● **Exercise directions**
Transcribe, without any change, the line that includes "Target: cloudy sky" and all the lines that come after it in the material below.

━━━━━━━━━━━━━━━━━━━━━━━━━━━━━━

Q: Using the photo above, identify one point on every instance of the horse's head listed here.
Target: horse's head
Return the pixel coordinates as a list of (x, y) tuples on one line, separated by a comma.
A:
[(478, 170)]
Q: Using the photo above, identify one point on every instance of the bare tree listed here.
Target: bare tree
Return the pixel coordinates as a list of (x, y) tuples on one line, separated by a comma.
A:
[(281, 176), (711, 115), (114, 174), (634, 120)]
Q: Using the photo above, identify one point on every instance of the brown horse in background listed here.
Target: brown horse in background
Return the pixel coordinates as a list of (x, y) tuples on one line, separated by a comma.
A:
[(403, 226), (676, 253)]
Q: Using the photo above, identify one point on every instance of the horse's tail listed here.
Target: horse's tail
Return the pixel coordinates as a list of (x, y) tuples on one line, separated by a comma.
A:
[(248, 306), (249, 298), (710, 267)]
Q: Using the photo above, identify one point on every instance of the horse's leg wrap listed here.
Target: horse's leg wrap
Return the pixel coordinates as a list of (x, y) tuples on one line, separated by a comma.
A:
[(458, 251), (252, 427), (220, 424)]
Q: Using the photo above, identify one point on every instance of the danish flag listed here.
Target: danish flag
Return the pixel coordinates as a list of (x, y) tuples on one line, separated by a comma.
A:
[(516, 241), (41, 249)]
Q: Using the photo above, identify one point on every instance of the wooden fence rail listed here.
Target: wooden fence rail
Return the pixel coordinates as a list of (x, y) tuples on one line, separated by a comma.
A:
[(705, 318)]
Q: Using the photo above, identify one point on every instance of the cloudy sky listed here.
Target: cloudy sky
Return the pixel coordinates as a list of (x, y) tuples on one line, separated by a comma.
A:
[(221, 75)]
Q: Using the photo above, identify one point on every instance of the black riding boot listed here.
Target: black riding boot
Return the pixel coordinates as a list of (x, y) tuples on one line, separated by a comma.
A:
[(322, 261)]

━━━━━━━━━━━━━━━━━━━━━━━━━━━━━━

● **Solution for this exercise**
Target: cloudy sky
Return the pixel coordinates as a list of (x, y) tuples on one line, separated by a comma.
A:
[(221, 75)]
Q: Using the photo above, identify one point on every instance of the black riding boot listed here.
Target: black riding boot
Return the pixel coordinates as a list of (x, y) tuples on one line, separated by a comma.
A:
[(322, 261)]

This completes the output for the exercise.